§ **Cel zadania**
Proszę odszukać w pozycjach poniżej każdy wiersz zawierający słowo „black” i przepisać wszystkie takie wiersze.
━━ Wyodrębniony materiał
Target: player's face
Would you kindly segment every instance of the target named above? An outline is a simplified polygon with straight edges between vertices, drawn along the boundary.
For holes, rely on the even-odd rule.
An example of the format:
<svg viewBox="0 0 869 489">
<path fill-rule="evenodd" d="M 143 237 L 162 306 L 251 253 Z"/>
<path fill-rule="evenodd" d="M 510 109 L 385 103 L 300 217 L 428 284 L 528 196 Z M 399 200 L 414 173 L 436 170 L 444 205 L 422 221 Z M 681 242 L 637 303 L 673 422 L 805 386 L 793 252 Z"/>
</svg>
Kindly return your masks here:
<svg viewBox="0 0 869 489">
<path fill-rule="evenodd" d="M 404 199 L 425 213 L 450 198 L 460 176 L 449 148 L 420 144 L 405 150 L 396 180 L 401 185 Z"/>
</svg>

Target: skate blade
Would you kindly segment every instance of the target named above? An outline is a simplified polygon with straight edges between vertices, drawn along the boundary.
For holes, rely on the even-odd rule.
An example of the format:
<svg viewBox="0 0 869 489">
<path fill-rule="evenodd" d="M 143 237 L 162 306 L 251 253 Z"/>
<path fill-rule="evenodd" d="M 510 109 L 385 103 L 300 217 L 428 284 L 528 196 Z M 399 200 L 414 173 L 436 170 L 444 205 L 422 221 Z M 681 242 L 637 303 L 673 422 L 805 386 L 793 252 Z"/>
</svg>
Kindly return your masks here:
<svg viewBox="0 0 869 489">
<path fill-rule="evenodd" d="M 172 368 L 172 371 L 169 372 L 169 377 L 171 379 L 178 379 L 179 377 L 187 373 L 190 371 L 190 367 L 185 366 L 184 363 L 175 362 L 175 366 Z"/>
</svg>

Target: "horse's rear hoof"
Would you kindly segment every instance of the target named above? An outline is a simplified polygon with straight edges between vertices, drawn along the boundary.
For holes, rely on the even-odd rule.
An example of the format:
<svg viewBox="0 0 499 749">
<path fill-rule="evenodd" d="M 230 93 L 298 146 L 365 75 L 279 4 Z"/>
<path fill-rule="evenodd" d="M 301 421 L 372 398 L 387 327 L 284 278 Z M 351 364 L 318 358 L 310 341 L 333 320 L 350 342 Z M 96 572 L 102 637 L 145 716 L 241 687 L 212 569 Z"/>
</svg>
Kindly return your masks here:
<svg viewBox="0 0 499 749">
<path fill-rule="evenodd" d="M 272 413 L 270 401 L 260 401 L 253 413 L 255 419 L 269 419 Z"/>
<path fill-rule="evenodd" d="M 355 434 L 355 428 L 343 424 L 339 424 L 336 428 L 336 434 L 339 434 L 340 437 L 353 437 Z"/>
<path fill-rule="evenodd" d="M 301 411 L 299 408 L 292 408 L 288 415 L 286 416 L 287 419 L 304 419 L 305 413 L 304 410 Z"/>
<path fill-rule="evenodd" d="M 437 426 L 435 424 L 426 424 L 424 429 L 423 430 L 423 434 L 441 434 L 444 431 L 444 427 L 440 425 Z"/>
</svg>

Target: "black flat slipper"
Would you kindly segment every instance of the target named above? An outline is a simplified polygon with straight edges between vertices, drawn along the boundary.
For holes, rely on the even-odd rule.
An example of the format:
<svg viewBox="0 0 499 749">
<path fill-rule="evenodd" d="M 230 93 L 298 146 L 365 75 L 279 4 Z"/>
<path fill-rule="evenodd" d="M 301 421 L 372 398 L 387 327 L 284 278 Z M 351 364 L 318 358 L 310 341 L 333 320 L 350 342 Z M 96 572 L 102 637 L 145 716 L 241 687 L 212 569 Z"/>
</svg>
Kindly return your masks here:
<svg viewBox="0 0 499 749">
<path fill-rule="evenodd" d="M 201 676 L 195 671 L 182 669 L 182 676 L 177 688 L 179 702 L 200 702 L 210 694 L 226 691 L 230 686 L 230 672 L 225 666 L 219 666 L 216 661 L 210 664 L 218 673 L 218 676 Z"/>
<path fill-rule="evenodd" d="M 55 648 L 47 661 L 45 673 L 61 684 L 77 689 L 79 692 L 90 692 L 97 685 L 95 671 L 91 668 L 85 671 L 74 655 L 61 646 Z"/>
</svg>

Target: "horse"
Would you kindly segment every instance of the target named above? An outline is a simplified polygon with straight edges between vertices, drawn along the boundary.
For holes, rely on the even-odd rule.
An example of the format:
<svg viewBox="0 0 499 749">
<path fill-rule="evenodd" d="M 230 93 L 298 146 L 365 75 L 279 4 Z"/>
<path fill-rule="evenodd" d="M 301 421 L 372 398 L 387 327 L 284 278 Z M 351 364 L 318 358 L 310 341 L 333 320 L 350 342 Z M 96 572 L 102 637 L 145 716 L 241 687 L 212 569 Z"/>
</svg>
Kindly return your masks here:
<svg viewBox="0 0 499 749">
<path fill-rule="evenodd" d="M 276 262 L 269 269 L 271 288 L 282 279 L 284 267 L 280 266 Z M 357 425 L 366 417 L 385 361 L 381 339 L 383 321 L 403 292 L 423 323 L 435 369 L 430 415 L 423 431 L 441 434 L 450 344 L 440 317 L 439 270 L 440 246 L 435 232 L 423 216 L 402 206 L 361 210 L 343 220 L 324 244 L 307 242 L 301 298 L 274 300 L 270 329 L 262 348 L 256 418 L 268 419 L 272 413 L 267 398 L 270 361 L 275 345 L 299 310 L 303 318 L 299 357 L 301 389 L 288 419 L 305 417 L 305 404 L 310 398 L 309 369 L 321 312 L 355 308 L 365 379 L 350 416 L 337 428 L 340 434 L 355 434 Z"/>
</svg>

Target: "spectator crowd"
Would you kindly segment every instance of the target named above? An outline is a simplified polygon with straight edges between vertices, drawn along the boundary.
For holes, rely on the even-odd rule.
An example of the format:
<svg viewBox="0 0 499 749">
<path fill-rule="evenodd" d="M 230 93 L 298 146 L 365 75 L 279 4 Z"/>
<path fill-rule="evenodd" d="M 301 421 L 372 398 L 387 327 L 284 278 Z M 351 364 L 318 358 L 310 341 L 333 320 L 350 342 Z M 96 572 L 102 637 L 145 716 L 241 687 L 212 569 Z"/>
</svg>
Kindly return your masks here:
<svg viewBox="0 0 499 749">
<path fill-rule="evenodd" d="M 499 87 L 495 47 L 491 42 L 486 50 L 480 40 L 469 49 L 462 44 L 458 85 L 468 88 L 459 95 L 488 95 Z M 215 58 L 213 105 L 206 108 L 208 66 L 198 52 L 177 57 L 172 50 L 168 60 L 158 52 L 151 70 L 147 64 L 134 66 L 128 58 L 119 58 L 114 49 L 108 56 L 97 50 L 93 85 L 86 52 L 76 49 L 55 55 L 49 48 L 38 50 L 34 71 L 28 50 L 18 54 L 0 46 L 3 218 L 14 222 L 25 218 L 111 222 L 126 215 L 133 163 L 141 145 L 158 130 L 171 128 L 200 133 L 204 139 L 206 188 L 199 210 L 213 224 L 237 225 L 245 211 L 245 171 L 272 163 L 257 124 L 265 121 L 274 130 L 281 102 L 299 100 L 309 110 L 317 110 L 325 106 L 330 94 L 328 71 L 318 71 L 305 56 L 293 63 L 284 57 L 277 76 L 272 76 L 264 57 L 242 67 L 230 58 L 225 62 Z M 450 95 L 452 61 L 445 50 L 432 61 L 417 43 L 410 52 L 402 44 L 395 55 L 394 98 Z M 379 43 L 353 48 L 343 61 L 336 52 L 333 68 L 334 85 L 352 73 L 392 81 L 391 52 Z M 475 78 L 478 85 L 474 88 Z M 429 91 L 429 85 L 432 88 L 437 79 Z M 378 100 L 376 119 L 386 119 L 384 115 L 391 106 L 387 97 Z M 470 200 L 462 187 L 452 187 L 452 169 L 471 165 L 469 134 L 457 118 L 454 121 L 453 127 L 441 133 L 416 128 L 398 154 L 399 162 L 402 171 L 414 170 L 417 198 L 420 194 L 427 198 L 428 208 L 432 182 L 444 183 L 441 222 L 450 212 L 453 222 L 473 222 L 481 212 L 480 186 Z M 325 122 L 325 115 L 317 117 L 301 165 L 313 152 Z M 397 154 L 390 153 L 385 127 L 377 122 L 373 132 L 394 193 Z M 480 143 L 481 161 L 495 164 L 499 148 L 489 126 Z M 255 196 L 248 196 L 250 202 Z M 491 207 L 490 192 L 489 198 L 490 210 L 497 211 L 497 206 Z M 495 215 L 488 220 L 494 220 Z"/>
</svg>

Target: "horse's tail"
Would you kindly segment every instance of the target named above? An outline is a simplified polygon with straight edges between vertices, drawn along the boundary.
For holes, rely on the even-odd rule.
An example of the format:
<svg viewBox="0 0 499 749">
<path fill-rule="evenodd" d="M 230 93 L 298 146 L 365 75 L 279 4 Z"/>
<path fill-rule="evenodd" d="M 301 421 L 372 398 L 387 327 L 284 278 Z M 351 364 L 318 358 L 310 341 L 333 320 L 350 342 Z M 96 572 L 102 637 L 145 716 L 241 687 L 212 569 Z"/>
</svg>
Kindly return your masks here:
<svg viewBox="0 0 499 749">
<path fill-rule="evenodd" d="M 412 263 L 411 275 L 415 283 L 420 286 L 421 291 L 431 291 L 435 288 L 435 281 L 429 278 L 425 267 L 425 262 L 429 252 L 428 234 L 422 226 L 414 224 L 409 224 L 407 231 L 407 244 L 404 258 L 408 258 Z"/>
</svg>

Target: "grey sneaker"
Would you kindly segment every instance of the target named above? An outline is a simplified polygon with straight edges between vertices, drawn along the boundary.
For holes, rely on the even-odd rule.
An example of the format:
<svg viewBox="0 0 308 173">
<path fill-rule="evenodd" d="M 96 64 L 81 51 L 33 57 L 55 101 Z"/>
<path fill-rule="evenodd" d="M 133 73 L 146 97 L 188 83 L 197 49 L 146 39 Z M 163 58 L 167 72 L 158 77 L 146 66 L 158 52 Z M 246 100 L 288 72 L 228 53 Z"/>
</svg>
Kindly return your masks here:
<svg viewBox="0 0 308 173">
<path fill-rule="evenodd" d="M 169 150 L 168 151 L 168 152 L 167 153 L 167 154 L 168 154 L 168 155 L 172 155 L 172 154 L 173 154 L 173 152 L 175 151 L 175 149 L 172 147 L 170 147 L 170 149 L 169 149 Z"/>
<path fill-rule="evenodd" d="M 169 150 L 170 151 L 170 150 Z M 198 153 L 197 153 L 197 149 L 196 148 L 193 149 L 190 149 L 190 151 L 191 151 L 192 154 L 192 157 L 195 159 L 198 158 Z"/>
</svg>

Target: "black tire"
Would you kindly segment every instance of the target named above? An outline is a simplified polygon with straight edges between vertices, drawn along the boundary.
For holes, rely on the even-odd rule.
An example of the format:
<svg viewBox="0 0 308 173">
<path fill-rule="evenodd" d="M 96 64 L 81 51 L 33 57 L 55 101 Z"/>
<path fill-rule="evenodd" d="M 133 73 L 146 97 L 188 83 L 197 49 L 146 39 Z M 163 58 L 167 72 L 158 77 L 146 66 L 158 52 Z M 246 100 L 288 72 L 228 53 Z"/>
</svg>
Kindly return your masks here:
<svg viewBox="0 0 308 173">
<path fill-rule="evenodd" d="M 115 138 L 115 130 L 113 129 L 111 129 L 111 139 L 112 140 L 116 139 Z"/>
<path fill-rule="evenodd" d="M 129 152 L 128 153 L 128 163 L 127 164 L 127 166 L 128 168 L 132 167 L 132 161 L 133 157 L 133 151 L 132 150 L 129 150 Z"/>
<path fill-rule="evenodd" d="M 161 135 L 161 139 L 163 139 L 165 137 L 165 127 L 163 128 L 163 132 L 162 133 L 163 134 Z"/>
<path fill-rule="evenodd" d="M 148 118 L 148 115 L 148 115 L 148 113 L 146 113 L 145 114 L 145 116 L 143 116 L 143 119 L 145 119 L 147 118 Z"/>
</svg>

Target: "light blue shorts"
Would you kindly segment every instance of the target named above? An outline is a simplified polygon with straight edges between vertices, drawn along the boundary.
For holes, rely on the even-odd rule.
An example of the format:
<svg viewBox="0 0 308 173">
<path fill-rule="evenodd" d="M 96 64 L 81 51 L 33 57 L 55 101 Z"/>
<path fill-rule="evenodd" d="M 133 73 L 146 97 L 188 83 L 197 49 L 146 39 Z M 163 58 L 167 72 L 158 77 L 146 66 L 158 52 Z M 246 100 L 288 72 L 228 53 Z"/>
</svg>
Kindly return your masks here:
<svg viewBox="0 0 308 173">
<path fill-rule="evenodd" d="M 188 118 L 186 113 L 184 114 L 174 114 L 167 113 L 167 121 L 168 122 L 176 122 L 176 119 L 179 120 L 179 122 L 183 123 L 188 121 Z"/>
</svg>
━━━━
§ **Wynik**
Target: "black flat slipper"
Target: "black tire"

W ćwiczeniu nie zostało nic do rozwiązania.